- Dataset extract -
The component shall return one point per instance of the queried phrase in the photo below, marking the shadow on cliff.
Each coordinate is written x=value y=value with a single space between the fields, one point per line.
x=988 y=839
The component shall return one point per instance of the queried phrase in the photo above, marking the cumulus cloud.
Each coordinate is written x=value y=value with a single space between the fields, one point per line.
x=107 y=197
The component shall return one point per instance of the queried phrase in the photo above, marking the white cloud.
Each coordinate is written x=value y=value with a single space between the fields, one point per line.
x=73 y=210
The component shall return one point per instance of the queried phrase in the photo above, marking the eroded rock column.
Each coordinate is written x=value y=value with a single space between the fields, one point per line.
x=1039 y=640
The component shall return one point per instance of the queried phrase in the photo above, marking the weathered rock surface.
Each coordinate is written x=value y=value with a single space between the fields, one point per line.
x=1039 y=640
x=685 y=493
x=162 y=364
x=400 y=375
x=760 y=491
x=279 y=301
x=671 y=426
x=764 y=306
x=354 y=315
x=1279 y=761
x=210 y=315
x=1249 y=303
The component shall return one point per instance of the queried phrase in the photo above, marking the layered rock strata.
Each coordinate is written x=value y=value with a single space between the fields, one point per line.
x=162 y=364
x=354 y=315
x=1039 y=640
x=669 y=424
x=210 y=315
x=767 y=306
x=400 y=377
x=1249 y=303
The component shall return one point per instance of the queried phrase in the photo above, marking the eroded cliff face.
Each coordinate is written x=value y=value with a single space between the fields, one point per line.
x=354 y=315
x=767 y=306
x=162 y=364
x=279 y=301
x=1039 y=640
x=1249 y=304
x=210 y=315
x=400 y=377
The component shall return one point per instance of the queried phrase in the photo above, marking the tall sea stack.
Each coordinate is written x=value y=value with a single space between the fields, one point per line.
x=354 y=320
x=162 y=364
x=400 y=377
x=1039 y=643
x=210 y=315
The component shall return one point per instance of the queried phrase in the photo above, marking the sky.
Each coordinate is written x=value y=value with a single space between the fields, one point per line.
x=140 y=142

- Task details -
The lines needed are those in the data above that hold the string "rock"; copy each of them.

- Answer to this problem -
The component shall return one point per instance of the queried phrase in the photo above, marking the eroded rock column.
The component shall return one point per instance of the queried phrase in the photo above, marking the weathered rock surface.
The component shall return one point per instance of the queried phrase in the photo above, marking the layered rock strata.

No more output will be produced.